### Source text ###

We discussed this at the logging scrum today. Since we cannot get the IPv6 address of the node, we should simply omit that field. For rsyslog, this means we should set IPADDR6="" in cluster-logging-operator files/rsyslog/rsyslog.sh then, in 65-viaq-formatting.conf, do this: if strlen(`echo $IPADDR6`) > 0 then { set $!pipeline_metadata!collector!ipaddr6 = `echo $IPADDR6`; } That way, if we figure out how to get the node IPv6 addr, we can change it in rsyslog.sh, and rsyslog will just work. For fluentd, it is much trickier. We'll have to change the viaq plugin to also conditionally set ipaddr6 https://github.com/ViaQ/fluent-plugin-viaq_data_model/blob/master/lib/fluent/plugin/filter_viaq_data_model.rb#L370 which is set here: https://github.com/ViaQ/fluent-plugin-viaq_data_model/blob/master/lib/fluent/plugin/filter_viaq_data_model.rb#L206 from the environment variable. The environment variable is set here: https://github.com/openshift/origin-aggregated-logging/blob/master/fluentd/run.sh#L72 So we'll need to change run.sh to set IPADDR6="" like rsyslog. Then, change the plugin at line 206 like this: if ENV['IPADDR6'] && ENV['IPADDR6'].length > 0 @ipaddr6 = ENV['IPADDR6'] else @ipaddr6 = nil end then around 370 like this: if @ipaddr6 record['pipeline_metadata'][pipeline_type]['ipaddr6'] = @ipaddr6 end
Do we want to include the fix for fluentd in this bug or open a separate bug?

###

> Brief a: Report every line of the listing below that contains the word "concrete". Case counts.

### Available data ###

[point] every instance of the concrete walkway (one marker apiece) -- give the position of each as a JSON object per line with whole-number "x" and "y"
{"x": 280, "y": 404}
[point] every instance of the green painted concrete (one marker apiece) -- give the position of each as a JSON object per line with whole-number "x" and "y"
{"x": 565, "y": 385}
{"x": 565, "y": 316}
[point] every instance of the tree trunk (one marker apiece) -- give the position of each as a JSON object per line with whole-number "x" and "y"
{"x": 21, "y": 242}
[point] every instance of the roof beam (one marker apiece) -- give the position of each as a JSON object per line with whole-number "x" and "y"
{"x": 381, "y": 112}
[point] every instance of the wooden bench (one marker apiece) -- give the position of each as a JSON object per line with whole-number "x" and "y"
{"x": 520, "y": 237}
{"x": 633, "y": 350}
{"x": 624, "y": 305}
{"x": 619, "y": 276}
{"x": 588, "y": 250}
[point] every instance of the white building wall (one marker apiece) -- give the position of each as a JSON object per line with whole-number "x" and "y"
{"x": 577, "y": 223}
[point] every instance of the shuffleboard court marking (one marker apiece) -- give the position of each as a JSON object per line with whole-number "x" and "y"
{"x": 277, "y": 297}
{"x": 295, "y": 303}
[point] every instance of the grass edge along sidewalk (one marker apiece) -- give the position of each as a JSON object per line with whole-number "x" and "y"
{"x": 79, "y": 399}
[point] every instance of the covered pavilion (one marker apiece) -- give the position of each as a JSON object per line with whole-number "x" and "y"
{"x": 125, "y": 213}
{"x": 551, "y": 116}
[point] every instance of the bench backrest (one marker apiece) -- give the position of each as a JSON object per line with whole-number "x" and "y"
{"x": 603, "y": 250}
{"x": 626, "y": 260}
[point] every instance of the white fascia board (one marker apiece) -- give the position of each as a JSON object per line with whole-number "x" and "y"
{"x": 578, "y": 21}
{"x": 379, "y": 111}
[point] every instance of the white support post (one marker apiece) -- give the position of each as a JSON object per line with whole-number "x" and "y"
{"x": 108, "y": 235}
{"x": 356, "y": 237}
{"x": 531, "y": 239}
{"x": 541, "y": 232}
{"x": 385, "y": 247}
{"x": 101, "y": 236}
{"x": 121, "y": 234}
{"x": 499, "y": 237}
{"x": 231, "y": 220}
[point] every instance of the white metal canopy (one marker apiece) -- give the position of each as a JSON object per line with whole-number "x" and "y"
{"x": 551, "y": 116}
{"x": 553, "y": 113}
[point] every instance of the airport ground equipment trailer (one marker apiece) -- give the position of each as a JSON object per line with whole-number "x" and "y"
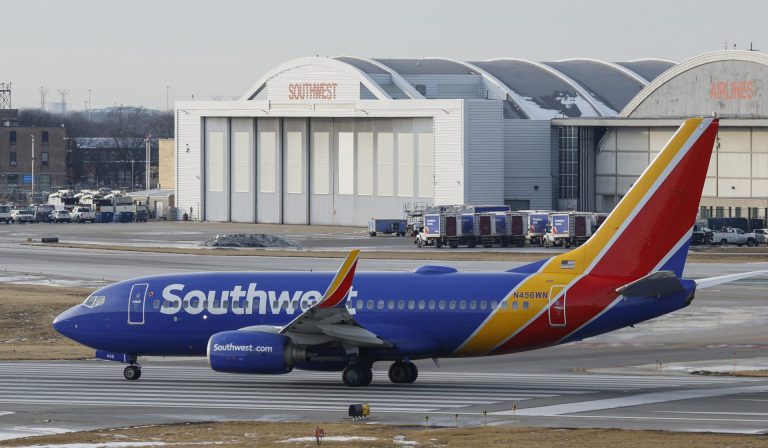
{"x": 387, "y": 227}
{"x": 538, "y": 220}
{"x": 569, "y": 229}
{"x": 430, "y": 234}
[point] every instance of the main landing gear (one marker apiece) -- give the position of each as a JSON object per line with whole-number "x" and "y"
{"x": 403, "y": 372}
{"x": 357, "y": 375}
{"x": 132, "y": 372}
{"x": 360, "y": 374}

###

> Brief b:
Answer these questions from the post about the IPv6 logging field:
(i) Where was the issue discussed?
(ii) What value should IPADDR6 be set to in rsyslog.sh?
(iii) Which file sets the environment variable that fluentd uses?

> Response a:
[point] every instance of the concrete walkway (one marker apiece) -- give the position of each as a JSON object per line with whole-number "x" and "y"
[point] every instance of the green painted concrete (one marker apiece) -- give the position of each as a JSON object per line with whole-number "x" and "y"

> Response b:
(i) At the logging scrum.
(ii) An empty string (IPADDR6="").
(iii) run.sh (fluentd/run.sh).